__Passage__:
--------

A separate survey of USDA data by the Food Research and Action Center (FRAC), released in January, found that in 22 large urban areas food stamp participation rates increased by an average of 18.6 percent from May 2009 to May 2010.

The average monthly benefit through SNAP, which now allows purchases of food through debit cards rather than with coupons or “stamps,” is woefully inadequate: $154 for a household of four. Advocates say that most SNAP recipients exhaust their benefits within days of the start of the month.

Nationally, about two thirds of all eligible households receive food stamps, but there is great variation among the states. In Texas and California, for example, less than half of eligible households receive SNAP benefits. Even though the program is funded in full—except for administrative costs—by the federal government, California vindictively requires those seeking food assistance submit to fingerprinting and a 13-page application.

Only about one third of the nation’s 7 million food stamp-eligible senior citizens receive assistance. Many of the remainder may be unaware of the program or confused about how it works.

“A lot of people aren’t aware that they are eligible, particularly the elderly,” Barb Rupert of Commission on Economic Opportunity in Luzerne and Wyoming counties in Northeast Pennsylvania told the Hazleton Standard Speaker. In Luzerne County, an old coal-mining region, food stamp use is up 12.1 percent in two years.

--------

__Task set__:
- A) Answer these questions about the food stamp passage:
(i) According to the FRAC survey, by what average percentage did food stamp participation rise in 22 large urban areas from May 2009 to May 2010?
(ii) What does California require of people seeking food assistance?
(iii) How much has food stamp use risen in Luzerne County over two years?
- B) Write the next part of the food stamp passage, starting after its final sentence.

Records excerpted from a collection
--------

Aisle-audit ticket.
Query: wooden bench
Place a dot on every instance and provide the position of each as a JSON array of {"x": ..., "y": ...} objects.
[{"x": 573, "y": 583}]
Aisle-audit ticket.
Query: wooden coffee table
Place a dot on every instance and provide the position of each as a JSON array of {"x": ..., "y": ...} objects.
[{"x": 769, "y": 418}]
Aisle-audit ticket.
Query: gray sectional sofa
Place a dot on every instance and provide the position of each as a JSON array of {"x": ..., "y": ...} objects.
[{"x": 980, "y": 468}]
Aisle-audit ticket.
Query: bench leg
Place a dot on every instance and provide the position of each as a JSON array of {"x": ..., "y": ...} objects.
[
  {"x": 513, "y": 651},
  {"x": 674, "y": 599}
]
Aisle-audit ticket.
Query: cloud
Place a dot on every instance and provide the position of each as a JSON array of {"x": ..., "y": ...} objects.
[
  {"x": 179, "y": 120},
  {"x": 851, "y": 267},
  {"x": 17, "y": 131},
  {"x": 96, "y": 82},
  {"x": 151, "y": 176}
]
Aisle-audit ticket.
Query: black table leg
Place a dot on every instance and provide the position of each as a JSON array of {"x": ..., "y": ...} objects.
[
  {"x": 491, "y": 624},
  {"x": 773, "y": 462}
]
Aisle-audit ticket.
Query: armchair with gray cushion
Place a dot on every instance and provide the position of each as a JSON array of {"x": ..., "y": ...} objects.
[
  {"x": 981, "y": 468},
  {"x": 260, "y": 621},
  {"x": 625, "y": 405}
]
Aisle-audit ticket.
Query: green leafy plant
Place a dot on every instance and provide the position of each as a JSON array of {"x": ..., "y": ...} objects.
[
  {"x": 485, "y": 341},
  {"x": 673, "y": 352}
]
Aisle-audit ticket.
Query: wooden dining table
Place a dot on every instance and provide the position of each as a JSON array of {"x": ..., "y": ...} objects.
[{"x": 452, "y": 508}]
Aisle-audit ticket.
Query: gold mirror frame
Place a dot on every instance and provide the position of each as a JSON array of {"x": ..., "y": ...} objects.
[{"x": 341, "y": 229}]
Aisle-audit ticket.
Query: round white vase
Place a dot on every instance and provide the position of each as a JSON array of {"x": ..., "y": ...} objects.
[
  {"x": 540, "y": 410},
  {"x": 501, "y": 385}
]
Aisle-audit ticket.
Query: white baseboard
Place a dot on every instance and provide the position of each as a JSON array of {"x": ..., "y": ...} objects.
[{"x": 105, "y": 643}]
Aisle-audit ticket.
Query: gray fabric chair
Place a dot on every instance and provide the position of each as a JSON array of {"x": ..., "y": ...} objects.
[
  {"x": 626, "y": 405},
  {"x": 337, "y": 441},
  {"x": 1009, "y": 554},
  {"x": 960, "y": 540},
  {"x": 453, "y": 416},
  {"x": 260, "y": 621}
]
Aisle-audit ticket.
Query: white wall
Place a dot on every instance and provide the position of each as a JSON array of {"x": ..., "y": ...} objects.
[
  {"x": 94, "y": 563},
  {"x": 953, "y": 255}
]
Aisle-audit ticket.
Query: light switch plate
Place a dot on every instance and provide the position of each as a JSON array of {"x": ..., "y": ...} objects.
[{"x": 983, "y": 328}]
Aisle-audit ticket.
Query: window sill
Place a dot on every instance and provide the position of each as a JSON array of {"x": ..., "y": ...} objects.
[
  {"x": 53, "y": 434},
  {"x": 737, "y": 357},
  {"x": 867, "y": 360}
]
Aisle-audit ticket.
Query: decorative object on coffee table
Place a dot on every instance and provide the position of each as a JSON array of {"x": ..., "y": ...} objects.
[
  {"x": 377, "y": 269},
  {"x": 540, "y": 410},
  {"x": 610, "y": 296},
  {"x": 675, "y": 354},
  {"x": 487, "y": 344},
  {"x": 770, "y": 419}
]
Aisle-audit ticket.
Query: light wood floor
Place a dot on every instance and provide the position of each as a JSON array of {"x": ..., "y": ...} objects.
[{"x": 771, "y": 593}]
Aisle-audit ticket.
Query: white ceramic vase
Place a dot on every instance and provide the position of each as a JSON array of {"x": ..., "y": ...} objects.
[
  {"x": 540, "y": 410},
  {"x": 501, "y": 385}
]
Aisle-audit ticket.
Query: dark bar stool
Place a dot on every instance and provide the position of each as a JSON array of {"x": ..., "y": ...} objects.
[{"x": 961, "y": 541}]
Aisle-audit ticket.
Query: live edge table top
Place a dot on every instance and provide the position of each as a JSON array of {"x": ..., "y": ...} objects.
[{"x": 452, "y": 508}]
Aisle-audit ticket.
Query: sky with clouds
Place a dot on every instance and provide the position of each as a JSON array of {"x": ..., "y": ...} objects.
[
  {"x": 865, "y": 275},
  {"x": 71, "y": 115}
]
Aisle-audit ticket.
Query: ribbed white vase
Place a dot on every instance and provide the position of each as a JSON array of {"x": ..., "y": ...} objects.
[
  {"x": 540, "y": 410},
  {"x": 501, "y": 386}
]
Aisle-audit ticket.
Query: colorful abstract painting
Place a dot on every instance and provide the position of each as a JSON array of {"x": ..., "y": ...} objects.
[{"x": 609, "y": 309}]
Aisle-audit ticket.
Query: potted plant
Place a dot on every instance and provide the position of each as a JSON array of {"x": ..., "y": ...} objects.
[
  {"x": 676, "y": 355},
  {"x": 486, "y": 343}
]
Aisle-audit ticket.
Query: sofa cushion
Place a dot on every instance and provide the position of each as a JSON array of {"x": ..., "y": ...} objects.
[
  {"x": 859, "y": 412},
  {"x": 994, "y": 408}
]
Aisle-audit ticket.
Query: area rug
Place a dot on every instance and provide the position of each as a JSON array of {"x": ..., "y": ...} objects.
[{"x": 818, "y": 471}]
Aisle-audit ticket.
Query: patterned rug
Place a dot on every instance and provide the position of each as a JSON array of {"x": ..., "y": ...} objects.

--------

__Per-task answers__:
- A)
(i) 18.6 percent
(ii) Fingerprinting and a 13-page application
(iii) 12.1 percent

- B)
State and federal governments throw up other roadblocks to using the program. A household of four that earns more than $2,389 in gross monthly income, less than $30,000 gross annually, is ineligible. Having more than $2,000 in savings or other financial resources—including second vehicles— precludes access to SNAP. Immigrants are barred from the program until they have been legal residents for five years, and undocumented workers and their children are ineligible.

Behind the 28 percent surge in Idaho’s SNAP enrollment is the rapid growth of unemployment, which has increased to 9.5 percent, threefold since 2007. Stateline.org, citing Kathy D. Gardner of the Idaho Hunger Relief Task Force, notes that the increase in the state is remarkable because Idaho provides no outreach or advertisement of the program. While applications can be found on-line, they must be delivered in person.

In Minnesota, SNAP participation increased by 16.6 percent in one year. Lorie Kratchmer of the state’s Emergency Food Shelf Network told the World Socialist Web Site that the increase in food stamp use was part of a dramatic growth in those seeking food assistance. Visits to food charities in the 31 counties overseen by the group have increased by 60 percent since 2008, “and there’s no sign it’s slowing down,” Kratchmer said.

“The face of hunger has changed so much in recent years,” she said. “Much of the growth has been in suburban areas. The person who is hungry could be your neighbor two doors down, or someone sitting at the end of the church pew.” Kratchmer attributes the growth of hunger to financially-strapped families choosing to pay for their utilities or their mortgages ahead of food.

In Oregon, food stamp usage increased by 11.5 percent to just under 750,000 people in 2010, or 20 percent of the state’s population. Oregon’s official unemployment rate has been at or above 10.5 percent for fourteen months, and the broader U-6 measure puts the jobless rate at over 20 percent.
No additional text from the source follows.